> About this task
Copy out each line of the entries below in which the string "windshield" appears.

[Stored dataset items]
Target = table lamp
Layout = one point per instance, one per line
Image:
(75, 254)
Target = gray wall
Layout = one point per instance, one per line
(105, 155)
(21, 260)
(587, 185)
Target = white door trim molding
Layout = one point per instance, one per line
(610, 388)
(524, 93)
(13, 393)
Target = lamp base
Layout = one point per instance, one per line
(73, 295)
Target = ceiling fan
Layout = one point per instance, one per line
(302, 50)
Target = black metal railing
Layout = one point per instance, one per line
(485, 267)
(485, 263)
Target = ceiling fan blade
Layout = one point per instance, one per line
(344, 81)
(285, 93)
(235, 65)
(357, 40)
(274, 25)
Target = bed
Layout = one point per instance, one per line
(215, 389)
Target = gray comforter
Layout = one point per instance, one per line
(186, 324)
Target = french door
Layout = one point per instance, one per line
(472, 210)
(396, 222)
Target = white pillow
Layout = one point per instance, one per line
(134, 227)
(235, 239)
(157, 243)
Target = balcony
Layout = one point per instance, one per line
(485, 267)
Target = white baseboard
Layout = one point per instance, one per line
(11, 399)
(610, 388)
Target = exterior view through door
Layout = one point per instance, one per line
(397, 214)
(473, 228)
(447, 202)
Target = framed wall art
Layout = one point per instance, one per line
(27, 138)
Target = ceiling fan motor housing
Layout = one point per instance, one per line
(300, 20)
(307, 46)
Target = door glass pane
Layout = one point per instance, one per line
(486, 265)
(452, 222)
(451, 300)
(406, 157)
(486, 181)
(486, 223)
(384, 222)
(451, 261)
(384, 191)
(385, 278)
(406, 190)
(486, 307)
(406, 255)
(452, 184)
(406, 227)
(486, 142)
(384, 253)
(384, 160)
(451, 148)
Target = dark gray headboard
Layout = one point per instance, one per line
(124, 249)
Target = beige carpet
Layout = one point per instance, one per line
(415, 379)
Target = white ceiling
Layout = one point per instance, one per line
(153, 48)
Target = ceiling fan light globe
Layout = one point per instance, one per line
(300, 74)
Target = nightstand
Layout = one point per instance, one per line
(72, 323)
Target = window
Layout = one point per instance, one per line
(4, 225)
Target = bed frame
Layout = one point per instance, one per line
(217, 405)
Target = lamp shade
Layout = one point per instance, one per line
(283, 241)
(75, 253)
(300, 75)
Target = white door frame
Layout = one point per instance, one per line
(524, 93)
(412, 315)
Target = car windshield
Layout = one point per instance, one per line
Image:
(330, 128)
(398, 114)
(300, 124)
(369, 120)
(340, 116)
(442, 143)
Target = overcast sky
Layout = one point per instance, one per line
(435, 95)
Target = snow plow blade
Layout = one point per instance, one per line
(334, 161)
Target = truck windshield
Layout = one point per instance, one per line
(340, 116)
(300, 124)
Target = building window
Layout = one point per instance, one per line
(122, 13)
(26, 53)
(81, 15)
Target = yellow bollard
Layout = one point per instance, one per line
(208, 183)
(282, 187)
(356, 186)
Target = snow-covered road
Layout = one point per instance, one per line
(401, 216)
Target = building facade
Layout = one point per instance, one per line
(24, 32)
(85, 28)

> Result
Target = car windshield
Target = truck windshield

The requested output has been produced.